● **Stated problem**
Please render the rows from the very first line through the line holding "[320,25,593,407]" (both ends included) as a Markdown table with the columns Number and Line, leaving out blank lines.
+---+
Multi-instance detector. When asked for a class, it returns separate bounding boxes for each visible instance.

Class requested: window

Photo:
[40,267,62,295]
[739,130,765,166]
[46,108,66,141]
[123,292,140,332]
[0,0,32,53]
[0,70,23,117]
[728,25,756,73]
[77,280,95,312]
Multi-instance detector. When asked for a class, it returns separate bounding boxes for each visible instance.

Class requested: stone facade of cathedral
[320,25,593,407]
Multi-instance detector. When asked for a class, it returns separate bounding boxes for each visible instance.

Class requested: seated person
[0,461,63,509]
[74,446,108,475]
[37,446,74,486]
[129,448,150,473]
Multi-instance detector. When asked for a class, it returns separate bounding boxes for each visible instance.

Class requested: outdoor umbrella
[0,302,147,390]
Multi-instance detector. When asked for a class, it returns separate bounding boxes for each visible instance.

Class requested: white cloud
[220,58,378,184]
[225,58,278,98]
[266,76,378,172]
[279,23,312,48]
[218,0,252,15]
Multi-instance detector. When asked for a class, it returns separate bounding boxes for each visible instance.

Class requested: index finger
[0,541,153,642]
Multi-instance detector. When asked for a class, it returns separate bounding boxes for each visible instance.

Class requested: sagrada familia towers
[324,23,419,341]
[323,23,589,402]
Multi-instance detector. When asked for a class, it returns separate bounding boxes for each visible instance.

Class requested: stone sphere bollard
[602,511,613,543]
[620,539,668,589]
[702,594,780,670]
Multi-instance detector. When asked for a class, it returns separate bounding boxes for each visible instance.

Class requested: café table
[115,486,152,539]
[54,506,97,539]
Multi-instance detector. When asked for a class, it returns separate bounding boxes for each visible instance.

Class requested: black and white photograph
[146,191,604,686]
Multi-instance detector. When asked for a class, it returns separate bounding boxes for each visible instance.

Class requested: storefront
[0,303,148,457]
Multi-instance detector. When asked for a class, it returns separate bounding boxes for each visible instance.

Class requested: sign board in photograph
+---+
● **Right answer**
| Number | Line |
|---|---|
| 1 | Multi-instance detector. When asked for a class, it returns separate bounding boxes for each visible instance. |
| 2 | Class requested: window |
| 3 | Photo: |
| 4 | [40,267,62,295] |
| 5 | [739,130,765,166] |
| 6 | [46,108,66,141] |
| 7 | [123,292,140,332] |
| 8 | [0,0,32,53] |
| 9 | [0,70,23,117] |
| 10 | [728,25,756,73] |
| 11 | [77,280,95,312] |
| 12 | Multi-instance detector. When asked for a class, it returns separate bounding boxes for each visible instance. |
| 13 | Class requested: stone facade of cathedral |
| 14 | [320,25,593,407] |